SOURCE TEXT ▸
====

Lex Pelger's Endocannabinoid System & Cannabinoids #1: An Introduction
Lex Pelger's Endocannabinoid System & Cannabinoids #1: An Introduction
To understand the pathfinding role of cannabis, one of our oldest and most venerated of plant medicines, and its influence on the scientific discovery of an intricate, biochemical symphony, we must first recount the timeline of another ancient, treasured plant medicine: opium.
Besides being two of the earliest and most continually used plants in human history, cannabis and the opium poppy share a similar history: the science of understanding how these plants work has revealed ubiquitous yet hidden elements of human biochemistry. The story of the opioids simply occurred sooner for the opium poppy because the water soluble alkaloids in the latex that oozes from the cut flower pod were easier to find than the slippery fatty lipids of the old Indian hemp plant.
After millennia of utility as the primary painkiller used by doctors, it was only in 1803 that Dr. Friedrich Sertürner isolated morphine as the active ingredient in opium. Identifying that molecule enabled researchers to delve deeper into an understanding of why opium worked so well at lessening pain and powered a scientific search for the pathways used by morphine. Lo and behold, morphine acted like a hook that we could drop into the unexplored depths of the brain and pull up this huge class of molecules called endorphins. Or, endogenous morphine.
The active ingredient from opium poppy unveiled a hugely important and widespread human biochemical system that we’re still unraveling.
The same story occurred with cannabis - but it started many decades later. That’s because, while alkaloids are soluble in water and easier to find, unveiling the mysterious architecture of the fatty lipids that make up the cannabinoids was a considerably more formidable task.
After decades of chemical hunting, it was only in 1940 that Dr. Roger Adams first solved the riddle of cannabinoid structure when he laid out the full skeleton of CBN - cannabinol (the sleepy cannabinoid). Then it took another quarter century for Dr. Raphael Mechoulam and his team to isolate and find the full structure of THC, finally identifying the molecule that leads to the unique state of being high on grass in 1964.
Within a year, government researchers had figured out a synthesis pathway that allowed them to produce kilogram batches of THC. This opened up the field to study because prior to this, researchers could only use the uneven batches of hemp from India that varied in their composition. With THC now readily available, it sparked a wave of research into the physiological and psychological effects of THC divorced from the other cannabinoids and components of the plants. Across the world, scientists tested the drug on college students, looking at effects all across the body and mind.
With the use of cannabis as medicine going all the way back to the first pharmacopeia of China - and the original founder of Chinese medicine giving cannabis a place of honor as one of the Superior Elixirs of Immortality - through the Ayurvedic system of India, the learned Arabic doctors and the Western physicians of the last centuries, the question remained: How did this weed affect so many organ systems and yield so many different states of mind?
In a surprising move, it was the US government that enabled the next step of cannabinoid science. Not only did the National Institute for Drug Abuse (NIDA) initially fund Dr. Mechoulam’s research that led to the final identification of the THC molecule, they also pulled together a gathering of scientists over Halloween of 1986 that brought together all the elements to spark the endocannabinoid revolution.

====

RECORD SET ▸

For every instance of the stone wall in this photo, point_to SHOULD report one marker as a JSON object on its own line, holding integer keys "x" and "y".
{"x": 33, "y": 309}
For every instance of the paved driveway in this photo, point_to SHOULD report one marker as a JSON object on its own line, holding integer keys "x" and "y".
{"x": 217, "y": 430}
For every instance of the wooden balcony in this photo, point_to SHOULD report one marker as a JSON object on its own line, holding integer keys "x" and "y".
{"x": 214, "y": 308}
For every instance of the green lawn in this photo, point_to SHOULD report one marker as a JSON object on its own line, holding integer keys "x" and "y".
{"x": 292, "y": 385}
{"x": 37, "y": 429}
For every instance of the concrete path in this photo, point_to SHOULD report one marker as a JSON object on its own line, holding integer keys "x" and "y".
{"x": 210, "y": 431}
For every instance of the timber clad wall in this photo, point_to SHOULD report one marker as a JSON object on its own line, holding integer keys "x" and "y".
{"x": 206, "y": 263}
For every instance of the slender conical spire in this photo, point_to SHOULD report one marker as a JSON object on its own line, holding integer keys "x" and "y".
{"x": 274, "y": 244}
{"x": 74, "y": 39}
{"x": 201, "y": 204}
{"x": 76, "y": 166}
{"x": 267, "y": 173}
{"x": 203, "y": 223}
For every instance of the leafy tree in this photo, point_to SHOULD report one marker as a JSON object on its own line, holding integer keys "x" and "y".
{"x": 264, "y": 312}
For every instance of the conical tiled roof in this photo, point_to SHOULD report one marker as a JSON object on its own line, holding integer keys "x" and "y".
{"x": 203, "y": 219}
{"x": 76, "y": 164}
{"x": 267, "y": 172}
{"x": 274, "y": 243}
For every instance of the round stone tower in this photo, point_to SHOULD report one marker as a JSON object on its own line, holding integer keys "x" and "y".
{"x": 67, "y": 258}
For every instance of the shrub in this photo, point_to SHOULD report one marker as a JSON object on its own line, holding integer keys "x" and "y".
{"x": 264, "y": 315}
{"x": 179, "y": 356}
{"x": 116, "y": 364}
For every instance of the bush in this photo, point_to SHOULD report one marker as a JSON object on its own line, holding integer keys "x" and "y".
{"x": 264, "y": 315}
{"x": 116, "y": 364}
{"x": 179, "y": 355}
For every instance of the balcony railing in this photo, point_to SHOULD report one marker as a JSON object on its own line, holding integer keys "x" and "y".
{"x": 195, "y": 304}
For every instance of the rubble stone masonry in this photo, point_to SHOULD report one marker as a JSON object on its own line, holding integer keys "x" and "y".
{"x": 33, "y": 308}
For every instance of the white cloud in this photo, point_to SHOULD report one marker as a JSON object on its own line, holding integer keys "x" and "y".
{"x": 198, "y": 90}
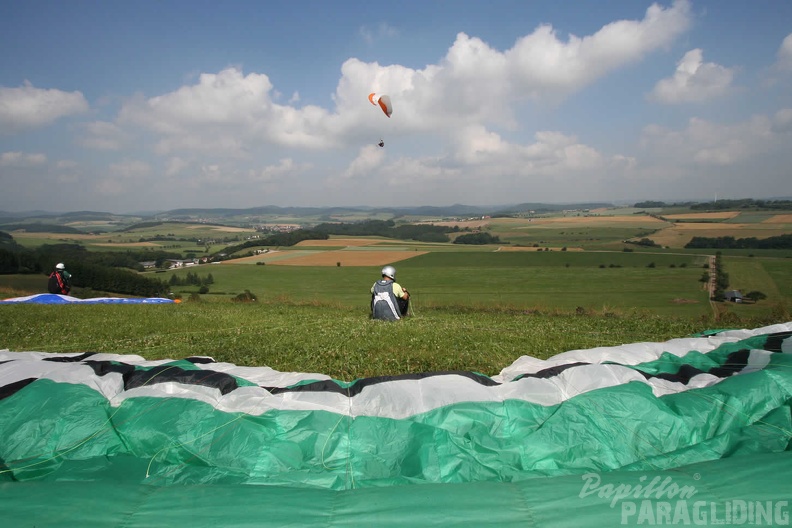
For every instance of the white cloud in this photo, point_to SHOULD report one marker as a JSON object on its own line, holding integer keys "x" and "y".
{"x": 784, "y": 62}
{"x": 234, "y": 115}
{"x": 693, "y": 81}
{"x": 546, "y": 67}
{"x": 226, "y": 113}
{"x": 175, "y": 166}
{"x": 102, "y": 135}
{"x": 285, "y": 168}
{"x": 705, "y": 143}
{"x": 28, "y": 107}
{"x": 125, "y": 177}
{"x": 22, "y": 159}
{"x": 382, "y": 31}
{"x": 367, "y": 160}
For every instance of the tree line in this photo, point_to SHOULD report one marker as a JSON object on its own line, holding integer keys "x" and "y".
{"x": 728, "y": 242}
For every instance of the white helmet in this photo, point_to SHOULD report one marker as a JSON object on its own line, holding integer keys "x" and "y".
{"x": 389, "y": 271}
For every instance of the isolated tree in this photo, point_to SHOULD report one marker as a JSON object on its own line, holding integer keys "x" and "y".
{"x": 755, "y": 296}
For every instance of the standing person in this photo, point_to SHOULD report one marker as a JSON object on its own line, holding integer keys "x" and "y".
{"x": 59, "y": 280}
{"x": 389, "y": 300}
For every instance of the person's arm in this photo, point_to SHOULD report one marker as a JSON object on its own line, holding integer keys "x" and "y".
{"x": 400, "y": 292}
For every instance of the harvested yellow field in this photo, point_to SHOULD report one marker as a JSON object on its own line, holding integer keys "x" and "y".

====

WHAT THIS EXERCISE ASKS ▸
[a] Translate this sentence from the endocannabinoid introduction into Spanish: "The active ingredient from opium poppy unveiled a hugely important and widespread human biochemical system that we’re still unraveling."
[b] Turn the paragraph of the endocannabinoid introduction that begins "Within a year, government researchers" into a short bulleted list that keeps its main facts.
[c] According to the endocannabinoid introduction, why did the scientific story of the opioids unfold sooner than that of cannabis? Answer in one to three sentences.

ANSWERS TO THE TASKS ▸
[a] El principio activo de la adormidera del opio reveló un sistema bioquímico humano enormemente importante y extendido que todavía estamos desentrañando.

[b]
- Within a year, government researchers worked out a synthesis pathway for producing kilogram batches of THC.
- Before this, researchers could only use uneven batches of hemp from India whose composition varied.
- With THC readily available, a wave of research began into its physiological and psychological effects, apart from the plant's other cannabinoids and components.
- Scientists around the world tested the drug on college students, studying its effects across body and mind.

[c] The alkaloids in the latex of the opium poppy's flower pod are water soluble and were easier to find. The cannabinoids in hemp are slippery fatty lipids, so working out their structure was a considerably more formidable task.